--- Problem details ---
From the entries below, extract each line that contains the string "Trace".

Named region outline entries
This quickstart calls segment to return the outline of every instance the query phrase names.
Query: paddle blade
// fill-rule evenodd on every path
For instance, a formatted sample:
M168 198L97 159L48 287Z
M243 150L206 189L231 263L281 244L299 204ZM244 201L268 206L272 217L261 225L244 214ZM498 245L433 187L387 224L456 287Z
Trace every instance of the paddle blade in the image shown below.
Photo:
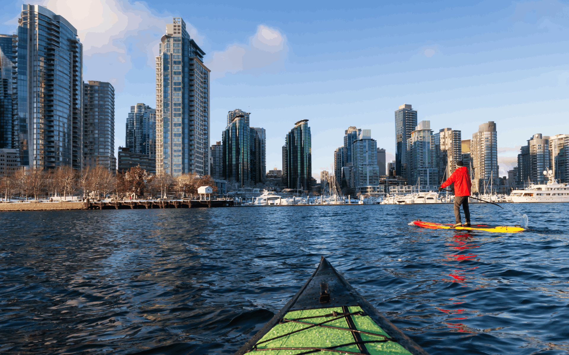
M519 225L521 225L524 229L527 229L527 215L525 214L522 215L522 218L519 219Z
* * *
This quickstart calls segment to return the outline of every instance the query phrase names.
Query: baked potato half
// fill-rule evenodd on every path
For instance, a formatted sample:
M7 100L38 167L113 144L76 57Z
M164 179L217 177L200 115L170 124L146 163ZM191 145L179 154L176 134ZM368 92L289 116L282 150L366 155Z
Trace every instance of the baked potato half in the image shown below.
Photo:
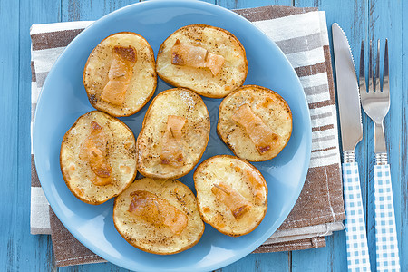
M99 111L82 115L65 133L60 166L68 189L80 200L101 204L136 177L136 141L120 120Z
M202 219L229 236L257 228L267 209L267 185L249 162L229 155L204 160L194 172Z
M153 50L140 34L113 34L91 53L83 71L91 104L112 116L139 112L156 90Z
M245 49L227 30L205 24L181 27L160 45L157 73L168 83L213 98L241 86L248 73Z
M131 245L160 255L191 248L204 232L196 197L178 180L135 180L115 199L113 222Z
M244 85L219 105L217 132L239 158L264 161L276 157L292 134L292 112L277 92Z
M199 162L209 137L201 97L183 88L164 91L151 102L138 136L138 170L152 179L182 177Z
--
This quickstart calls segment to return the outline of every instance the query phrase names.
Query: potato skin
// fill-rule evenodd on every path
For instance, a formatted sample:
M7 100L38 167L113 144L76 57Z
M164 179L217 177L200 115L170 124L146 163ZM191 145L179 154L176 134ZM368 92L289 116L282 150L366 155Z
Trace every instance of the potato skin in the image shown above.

--- Task response ---
Trace every instance of the paddle blade in the image shown below.
Trace every instance of the baked potato half in the image shown below.
Trace every instance of the potato skin in the image shown above.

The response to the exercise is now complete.